WHAT THE EXERCISE ASKS -
What is needed is an exact copy of the line that contains "Target: girl's eye" and of all later lines to the end of the records below, with no other lines.

(LISTED ENTRIES Opens)

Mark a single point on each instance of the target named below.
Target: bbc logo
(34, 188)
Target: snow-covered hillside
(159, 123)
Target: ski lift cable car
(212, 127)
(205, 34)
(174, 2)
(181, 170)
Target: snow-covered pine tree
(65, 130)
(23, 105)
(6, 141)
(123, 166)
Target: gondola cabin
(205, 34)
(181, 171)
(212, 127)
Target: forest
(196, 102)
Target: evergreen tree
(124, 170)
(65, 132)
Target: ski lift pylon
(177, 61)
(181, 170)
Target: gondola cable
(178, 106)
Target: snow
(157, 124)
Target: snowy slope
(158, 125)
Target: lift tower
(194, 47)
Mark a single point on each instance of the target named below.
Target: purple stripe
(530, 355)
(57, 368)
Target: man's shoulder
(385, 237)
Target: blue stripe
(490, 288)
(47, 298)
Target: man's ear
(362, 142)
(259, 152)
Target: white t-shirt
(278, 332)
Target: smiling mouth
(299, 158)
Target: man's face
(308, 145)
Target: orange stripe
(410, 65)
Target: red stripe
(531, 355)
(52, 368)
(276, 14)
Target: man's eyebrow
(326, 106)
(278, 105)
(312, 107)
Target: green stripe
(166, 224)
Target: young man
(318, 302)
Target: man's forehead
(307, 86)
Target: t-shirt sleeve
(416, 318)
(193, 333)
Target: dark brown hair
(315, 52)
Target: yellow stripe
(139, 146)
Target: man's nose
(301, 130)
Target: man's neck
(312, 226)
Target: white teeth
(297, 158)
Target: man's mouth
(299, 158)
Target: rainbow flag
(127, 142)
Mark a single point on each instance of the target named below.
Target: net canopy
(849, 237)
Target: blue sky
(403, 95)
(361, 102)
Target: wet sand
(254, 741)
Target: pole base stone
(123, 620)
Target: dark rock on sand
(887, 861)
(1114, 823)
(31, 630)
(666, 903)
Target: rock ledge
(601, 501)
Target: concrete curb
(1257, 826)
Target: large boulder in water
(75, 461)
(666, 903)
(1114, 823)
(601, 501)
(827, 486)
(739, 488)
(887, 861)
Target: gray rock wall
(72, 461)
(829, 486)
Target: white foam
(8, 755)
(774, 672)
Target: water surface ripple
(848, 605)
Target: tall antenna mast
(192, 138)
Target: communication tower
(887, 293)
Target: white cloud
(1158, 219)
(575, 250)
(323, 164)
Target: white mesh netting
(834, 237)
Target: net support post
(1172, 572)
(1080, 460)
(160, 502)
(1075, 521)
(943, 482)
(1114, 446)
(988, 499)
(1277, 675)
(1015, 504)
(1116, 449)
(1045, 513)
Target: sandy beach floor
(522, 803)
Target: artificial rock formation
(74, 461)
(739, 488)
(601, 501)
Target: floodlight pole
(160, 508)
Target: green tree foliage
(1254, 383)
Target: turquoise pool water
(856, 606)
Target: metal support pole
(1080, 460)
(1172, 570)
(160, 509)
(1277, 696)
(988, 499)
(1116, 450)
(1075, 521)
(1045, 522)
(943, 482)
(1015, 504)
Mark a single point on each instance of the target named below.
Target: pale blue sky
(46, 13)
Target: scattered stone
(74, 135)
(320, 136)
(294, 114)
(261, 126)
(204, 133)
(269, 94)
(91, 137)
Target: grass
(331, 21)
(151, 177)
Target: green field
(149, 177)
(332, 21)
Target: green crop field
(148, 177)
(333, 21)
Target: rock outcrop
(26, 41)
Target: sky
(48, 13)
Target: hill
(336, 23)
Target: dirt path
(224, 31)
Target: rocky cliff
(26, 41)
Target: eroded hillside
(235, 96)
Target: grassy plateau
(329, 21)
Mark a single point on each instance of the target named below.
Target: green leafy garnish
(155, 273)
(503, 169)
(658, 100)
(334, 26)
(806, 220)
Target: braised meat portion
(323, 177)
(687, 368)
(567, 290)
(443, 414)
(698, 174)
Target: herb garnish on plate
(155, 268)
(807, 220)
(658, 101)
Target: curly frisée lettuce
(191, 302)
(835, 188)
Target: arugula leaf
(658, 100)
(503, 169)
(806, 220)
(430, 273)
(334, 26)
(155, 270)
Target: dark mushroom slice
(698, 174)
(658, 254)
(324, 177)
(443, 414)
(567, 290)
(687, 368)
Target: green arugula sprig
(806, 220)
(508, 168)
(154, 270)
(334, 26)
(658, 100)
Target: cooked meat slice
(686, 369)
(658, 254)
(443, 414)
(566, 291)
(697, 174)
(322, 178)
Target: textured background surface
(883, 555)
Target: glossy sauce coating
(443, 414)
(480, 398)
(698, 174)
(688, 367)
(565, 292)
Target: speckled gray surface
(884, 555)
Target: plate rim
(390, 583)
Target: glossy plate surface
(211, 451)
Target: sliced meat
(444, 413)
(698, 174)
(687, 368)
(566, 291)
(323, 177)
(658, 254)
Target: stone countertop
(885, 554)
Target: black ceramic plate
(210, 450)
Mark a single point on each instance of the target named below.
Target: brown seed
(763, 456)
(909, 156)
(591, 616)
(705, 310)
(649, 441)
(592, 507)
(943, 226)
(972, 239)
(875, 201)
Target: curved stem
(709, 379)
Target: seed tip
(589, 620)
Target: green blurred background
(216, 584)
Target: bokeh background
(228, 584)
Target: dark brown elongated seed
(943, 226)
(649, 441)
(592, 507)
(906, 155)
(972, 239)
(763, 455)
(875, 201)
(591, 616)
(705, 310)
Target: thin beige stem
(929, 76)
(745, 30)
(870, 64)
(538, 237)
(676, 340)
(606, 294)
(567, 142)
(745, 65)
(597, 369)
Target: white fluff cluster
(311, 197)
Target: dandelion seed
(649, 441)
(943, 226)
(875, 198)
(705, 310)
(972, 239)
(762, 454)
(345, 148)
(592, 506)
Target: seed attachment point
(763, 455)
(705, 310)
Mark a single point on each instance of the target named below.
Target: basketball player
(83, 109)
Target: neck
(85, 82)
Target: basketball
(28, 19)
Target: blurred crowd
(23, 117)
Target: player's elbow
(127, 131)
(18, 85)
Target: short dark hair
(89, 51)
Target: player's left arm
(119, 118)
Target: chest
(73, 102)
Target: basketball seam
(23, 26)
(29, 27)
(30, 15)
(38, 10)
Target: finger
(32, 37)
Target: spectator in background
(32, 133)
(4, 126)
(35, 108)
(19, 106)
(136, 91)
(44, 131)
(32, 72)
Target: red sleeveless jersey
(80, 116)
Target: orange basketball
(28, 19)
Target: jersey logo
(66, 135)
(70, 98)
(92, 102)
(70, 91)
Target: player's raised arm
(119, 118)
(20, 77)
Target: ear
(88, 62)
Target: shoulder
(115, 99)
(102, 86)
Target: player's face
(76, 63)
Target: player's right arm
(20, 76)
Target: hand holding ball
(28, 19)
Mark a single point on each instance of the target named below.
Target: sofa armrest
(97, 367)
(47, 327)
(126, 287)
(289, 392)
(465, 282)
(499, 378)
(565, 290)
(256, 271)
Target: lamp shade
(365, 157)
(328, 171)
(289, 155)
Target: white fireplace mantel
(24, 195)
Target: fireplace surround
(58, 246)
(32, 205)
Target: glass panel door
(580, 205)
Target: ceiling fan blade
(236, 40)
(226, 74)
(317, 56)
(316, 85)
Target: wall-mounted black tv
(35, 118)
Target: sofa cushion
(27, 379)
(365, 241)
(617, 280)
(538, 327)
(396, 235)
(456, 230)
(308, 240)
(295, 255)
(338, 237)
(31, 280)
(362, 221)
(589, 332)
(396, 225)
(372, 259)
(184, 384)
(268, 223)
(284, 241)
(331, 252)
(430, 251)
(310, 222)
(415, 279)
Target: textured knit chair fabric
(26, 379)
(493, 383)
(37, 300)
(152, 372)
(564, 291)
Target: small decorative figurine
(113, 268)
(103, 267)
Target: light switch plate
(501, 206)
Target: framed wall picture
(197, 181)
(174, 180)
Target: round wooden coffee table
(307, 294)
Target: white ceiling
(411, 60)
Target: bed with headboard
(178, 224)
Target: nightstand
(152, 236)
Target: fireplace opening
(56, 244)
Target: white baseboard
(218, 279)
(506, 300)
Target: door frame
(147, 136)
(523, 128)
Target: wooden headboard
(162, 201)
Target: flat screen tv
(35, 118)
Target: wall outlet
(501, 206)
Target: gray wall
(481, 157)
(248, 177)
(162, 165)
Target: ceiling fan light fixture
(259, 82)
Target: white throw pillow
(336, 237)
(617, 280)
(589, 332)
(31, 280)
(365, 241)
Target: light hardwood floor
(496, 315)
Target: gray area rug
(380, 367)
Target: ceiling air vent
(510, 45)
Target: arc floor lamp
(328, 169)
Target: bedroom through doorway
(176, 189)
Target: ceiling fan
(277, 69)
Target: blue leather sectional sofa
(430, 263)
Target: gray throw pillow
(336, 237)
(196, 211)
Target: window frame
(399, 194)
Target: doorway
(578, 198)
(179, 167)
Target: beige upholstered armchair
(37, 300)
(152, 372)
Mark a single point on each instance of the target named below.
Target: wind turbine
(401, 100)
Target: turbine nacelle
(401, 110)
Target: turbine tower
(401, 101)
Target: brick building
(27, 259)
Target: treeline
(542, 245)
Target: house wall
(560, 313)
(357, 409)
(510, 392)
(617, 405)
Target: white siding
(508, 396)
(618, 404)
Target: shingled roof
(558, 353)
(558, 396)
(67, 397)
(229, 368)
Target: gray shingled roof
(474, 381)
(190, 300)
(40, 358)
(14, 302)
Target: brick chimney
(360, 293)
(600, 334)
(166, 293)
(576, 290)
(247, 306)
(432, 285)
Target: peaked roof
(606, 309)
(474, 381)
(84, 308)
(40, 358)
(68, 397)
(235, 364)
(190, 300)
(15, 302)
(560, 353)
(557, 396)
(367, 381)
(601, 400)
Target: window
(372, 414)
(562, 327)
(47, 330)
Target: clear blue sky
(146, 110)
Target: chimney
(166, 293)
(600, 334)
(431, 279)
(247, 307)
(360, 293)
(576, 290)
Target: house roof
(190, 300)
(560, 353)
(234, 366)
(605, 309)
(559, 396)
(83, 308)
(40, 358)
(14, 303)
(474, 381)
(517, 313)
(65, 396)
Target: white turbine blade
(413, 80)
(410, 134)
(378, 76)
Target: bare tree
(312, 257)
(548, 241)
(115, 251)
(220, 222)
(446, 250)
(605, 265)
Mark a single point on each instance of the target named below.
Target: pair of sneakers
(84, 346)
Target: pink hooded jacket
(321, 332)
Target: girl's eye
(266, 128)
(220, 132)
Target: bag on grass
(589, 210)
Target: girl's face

(LISTED ENTRIES Closes)

OUTPUT -
Target: girl's eye
(266, 128)
(220, 132)
Target: bag on grass
(589, 210)
Target: girl's face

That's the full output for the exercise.